Pointing lines:
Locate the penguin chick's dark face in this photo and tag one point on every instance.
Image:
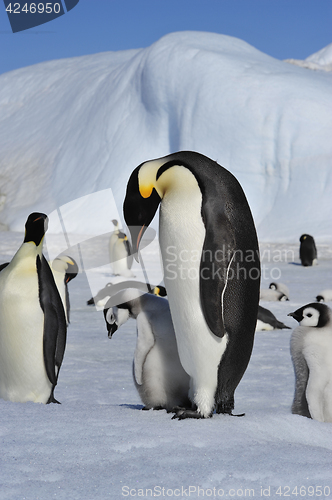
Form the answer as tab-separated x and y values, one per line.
140	205
35	227
110	320
312	315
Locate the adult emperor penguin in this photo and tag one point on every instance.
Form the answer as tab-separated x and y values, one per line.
64	269
311	351
211	268
32	322
157	372
308	251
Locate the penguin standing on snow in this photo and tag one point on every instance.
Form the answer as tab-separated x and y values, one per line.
206	234
120	252
158	374
308	251
64	270
311	351
32	322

AIM OF THE TASK:
Lay out the lines from the one containing "Locate the adult" through the last line as a two-column CSV with the columns request and points, one row per request. Put each request's text and its answer in their own quoted fields, with line breaks replaced by spaces.

OUTPUT FOR THIS TASK:
request,points
"Locate the adult emperor penguin in this photo and tag one point on every instance. Form the answer as tab-separated x and y values, one per line.","64	269 311	351 211	268 32	322 157	372 308	251"
"Locate the penguin standing on snow in this photo and tag one point on every instance. Form the answer as tab-separated x and y values, one per line.","206	234 120	252 158	374 308	251 64	270 311	351 32	322"